*** Begin section ***
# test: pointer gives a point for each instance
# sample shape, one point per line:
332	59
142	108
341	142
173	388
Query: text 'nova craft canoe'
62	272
*** End section ***
**Problem to work on:** What lines in the entries contain "point"? Report each one by copying it.

**Solution below:**
# test: pointer gives a point for each instance
# sample shape, one point per line:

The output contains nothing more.